The International Union for Conservation of Nature has upgraded the grey parrot to ‘Vulnerable’ on the IUCN Red List of Threatened Species. If habitat destruction and trapping activities are not curtailed, the next warning is ‘Endangered’, followed by ‘Critically Endangered’, and then ‘Extinct in the Wild’ – the final impact of human greed and apathy.
Birdlife International project to monitor and regulate trade
In 2013, a project instigated by CITES and funded by the European Union was set up by Birdlife International Africa to look at protecting African grey and timneh parrots. The project aims include setting sustainable quotas for parrot range countries based on scientific population survey data, and implementing national management plans, which include regular parrot population monitoring by trained rangers.
“These birds are particularly hard to survey in the wild, due to their flocking behaviour and preference for forest habitat. What we have done is to develop a standardised set of methods that can be put in place anywhere that African Greys are found, to monitor them in a reliable, easy, cost-effective way,” says Dr Stuart Marsden who designed the project’s framework of methods for assessing parrot populations.

Excerpts of labeled region data
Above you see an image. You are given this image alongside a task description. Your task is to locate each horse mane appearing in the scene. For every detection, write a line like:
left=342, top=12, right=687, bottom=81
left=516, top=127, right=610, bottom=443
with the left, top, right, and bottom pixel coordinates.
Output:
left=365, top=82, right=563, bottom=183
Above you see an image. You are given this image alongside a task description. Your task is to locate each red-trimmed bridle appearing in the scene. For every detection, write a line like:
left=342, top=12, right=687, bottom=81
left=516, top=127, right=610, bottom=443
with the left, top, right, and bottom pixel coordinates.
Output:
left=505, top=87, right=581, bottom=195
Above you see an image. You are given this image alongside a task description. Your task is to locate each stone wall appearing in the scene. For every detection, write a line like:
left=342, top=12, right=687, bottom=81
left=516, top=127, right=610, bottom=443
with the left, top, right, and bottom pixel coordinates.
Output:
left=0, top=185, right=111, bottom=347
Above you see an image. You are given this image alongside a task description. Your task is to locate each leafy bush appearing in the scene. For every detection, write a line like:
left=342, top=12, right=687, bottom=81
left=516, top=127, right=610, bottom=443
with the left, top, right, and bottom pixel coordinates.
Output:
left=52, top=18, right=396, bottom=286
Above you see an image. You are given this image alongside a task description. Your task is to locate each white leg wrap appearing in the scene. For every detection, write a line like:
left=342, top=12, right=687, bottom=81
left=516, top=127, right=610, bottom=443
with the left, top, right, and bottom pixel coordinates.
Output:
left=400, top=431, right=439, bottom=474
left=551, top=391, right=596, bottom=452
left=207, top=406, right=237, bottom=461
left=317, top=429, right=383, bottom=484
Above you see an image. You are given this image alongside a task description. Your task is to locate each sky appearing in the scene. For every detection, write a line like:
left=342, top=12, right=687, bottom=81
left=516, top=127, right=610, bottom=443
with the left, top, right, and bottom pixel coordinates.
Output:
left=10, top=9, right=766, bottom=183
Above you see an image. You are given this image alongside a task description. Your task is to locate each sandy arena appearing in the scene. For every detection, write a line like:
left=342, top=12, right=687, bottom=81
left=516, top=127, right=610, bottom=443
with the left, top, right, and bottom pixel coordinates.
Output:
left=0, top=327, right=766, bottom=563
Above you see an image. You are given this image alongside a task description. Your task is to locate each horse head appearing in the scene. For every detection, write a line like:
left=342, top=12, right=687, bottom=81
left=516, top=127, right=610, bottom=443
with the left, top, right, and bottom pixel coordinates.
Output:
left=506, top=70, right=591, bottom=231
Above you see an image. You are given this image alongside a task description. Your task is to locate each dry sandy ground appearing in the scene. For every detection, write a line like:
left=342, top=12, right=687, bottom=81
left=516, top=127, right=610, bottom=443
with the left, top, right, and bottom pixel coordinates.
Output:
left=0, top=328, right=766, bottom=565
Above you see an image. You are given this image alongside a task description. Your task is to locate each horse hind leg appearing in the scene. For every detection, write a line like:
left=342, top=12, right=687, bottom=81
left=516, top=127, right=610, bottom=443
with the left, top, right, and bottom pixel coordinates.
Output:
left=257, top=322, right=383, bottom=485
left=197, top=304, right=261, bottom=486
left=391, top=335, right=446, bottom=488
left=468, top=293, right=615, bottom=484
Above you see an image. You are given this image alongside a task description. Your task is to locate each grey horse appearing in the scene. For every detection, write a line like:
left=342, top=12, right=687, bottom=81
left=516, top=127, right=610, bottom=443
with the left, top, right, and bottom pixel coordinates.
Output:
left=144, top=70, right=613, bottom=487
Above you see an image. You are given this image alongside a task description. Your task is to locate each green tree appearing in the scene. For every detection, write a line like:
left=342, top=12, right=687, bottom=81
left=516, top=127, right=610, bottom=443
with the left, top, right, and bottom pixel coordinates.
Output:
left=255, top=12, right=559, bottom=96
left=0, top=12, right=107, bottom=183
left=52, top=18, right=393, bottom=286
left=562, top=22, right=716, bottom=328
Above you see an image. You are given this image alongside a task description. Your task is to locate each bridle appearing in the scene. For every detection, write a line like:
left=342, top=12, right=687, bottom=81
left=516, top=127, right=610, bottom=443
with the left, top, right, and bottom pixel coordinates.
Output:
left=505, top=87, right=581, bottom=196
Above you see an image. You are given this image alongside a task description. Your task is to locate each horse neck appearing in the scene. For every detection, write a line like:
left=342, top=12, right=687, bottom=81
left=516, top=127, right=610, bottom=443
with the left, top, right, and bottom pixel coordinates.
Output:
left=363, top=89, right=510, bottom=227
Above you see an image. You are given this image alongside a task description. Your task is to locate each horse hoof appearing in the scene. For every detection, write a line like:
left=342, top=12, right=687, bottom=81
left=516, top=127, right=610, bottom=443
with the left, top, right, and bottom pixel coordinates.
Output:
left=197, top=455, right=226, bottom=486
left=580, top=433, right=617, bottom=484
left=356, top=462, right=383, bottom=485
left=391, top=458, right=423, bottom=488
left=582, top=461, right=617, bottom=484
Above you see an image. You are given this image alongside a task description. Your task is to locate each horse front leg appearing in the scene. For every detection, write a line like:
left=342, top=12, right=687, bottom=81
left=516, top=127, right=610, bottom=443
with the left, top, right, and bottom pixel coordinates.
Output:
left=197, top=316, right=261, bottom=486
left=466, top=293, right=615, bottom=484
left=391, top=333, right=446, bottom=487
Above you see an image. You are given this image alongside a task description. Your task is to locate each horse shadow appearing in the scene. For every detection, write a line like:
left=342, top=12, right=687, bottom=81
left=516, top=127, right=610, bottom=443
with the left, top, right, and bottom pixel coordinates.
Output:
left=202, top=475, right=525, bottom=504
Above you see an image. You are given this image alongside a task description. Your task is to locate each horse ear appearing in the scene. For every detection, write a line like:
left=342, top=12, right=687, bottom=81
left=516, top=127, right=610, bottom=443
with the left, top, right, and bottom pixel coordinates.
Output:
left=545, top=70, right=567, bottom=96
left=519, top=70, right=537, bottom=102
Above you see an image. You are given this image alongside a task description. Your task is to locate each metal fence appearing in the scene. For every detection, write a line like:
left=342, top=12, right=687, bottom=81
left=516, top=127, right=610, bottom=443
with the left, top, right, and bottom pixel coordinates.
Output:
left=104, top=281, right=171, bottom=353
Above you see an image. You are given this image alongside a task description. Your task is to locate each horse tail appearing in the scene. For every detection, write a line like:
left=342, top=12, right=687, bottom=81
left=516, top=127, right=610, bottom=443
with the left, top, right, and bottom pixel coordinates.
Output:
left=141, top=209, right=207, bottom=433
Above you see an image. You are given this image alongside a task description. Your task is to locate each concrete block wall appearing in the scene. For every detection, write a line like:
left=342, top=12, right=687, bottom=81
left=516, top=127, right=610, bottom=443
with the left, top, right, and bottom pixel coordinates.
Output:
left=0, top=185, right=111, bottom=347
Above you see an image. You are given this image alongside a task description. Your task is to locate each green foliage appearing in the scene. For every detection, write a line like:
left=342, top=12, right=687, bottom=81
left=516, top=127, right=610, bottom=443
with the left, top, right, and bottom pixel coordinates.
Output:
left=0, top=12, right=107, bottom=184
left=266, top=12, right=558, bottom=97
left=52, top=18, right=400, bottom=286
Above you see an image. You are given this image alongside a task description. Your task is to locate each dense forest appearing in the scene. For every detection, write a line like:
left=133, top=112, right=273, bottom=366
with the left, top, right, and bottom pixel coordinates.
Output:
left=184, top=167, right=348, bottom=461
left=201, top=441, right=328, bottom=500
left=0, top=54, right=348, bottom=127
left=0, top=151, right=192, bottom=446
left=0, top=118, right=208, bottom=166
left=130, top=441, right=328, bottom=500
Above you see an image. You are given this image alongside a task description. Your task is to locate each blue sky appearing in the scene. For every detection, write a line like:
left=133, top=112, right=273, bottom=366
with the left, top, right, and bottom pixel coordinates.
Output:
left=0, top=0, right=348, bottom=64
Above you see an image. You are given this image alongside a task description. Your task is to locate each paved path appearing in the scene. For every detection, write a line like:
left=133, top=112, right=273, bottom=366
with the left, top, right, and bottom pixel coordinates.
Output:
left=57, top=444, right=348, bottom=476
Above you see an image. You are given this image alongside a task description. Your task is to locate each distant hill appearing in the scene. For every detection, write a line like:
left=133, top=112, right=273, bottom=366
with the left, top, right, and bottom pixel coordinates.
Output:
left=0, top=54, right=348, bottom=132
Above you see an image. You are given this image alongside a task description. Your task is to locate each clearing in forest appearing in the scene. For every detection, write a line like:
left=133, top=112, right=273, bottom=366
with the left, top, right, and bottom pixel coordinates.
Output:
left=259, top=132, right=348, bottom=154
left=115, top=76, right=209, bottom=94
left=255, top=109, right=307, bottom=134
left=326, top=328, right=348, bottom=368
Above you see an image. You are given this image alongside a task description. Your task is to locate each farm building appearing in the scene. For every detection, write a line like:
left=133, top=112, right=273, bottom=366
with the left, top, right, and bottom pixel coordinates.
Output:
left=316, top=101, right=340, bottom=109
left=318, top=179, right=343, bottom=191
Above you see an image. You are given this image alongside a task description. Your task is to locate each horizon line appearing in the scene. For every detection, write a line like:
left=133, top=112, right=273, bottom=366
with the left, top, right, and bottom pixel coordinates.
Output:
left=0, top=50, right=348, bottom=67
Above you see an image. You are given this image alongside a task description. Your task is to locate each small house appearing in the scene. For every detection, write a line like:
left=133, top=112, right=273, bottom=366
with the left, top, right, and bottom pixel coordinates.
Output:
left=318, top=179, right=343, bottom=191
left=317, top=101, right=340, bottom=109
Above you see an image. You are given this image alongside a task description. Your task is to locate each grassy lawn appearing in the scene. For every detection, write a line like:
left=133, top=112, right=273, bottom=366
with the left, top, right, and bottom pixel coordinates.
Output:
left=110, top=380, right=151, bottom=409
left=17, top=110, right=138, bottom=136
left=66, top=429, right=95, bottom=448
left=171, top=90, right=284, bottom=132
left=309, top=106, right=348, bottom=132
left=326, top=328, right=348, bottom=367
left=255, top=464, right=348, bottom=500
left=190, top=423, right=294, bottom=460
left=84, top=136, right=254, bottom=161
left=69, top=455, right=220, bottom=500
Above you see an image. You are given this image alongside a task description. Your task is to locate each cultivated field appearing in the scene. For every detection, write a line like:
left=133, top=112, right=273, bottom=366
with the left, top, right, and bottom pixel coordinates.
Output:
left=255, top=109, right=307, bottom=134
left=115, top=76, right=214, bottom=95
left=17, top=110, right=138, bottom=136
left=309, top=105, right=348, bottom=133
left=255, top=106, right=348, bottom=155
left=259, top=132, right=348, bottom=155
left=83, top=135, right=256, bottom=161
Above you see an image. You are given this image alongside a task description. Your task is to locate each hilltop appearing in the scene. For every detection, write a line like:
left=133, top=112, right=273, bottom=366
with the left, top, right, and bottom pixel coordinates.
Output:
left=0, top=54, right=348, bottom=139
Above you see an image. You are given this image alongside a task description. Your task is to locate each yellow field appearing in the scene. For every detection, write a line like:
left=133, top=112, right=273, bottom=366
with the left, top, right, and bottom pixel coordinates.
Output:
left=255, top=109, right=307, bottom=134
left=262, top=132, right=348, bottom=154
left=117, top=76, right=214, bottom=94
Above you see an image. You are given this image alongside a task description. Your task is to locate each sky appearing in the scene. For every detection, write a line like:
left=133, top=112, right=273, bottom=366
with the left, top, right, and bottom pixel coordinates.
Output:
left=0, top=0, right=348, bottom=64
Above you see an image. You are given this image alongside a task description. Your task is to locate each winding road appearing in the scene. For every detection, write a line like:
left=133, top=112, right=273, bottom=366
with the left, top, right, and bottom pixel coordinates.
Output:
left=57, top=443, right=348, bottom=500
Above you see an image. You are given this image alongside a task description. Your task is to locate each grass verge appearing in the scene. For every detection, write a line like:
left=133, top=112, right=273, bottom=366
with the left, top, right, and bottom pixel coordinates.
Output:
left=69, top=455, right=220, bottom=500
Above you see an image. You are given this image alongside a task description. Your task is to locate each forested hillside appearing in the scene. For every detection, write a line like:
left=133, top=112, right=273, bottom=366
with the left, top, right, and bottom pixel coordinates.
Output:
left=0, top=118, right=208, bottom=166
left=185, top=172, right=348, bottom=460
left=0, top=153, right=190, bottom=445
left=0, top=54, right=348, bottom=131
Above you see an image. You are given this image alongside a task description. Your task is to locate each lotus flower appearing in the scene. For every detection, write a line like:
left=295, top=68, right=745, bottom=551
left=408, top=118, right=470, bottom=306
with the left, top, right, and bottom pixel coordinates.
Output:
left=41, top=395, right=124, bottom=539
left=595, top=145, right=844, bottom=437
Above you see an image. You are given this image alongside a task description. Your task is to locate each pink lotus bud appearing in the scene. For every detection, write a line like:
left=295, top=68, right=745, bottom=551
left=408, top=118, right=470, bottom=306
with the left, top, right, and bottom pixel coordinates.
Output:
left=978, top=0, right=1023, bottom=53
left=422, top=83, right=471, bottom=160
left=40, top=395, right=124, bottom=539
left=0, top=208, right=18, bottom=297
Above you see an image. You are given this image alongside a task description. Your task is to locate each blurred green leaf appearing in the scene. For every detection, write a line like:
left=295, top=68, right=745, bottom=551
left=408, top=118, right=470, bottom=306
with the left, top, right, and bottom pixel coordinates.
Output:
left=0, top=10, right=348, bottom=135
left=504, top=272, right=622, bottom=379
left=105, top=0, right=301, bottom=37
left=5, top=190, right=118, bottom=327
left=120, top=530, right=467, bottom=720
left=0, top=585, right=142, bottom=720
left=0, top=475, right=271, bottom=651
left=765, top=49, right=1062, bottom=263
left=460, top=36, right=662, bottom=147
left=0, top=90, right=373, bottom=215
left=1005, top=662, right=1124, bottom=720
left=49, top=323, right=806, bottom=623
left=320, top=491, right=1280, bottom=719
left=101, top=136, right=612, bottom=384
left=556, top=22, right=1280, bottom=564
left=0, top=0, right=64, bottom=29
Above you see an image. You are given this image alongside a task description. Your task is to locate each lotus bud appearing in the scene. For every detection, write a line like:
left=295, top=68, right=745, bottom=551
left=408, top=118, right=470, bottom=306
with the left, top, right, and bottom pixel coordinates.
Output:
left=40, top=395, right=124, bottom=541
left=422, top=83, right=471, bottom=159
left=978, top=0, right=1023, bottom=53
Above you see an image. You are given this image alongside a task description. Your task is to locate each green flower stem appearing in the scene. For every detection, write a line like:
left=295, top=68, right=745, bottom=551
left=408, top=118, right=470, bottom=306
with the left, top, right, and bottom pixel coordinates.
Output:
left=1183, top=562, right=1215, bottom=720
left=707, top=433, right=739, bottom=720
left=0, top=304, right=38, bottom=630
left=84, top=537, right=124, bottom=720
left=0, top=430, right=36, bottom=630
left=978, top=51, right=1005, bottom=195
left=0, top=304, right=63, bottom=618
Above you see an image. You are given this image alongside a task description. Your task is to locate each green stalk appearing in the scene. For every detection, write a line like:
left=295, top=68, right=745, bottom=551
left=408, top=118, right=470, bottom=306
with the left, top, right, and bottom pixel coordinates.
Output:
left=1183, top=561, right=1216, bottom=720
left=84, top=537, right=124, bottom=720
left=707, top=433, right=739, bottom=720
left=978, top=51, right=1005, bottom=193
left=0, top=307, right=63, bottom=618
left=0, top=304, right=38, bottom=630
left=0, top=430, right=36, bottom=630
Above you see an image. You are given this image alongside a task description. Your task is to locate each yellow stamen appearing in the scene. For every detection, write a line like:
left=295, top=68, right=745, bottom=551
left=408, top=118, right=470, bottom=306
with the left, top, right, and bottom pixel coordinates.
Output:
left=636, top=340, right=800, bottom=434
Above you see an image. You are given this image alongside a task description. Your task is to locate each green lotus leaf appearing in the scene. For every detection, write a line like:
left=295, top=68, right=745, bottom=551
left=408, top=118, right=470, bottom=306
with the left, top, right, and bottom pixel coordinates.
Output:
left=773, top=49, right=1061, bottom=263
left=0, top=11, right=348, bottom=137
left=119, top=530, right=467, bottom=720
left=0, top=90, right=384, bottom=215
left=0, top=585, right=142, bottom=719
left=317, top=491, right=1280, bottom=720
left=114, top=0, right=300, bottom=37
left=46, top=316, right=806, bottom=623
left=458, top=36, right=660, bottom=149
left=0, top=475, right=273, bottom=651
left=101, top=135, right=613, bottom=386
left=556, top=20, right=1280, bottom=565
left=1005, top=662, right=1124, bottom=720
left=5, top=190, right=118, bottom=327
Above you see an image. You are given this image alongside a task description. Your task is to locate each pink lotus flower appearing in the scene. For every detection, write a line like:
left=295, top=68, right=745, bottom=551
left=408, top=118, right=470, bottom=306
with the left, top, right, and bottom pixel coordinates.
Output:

YOUR INSTRUCTIONS –
According to the parrot conservation text, who designed the project's framework of methods for assessing parrot populations? The records are drawn from a separate source unrelated to the text.

COMPLETED TASK –
Dr Stuart Marsden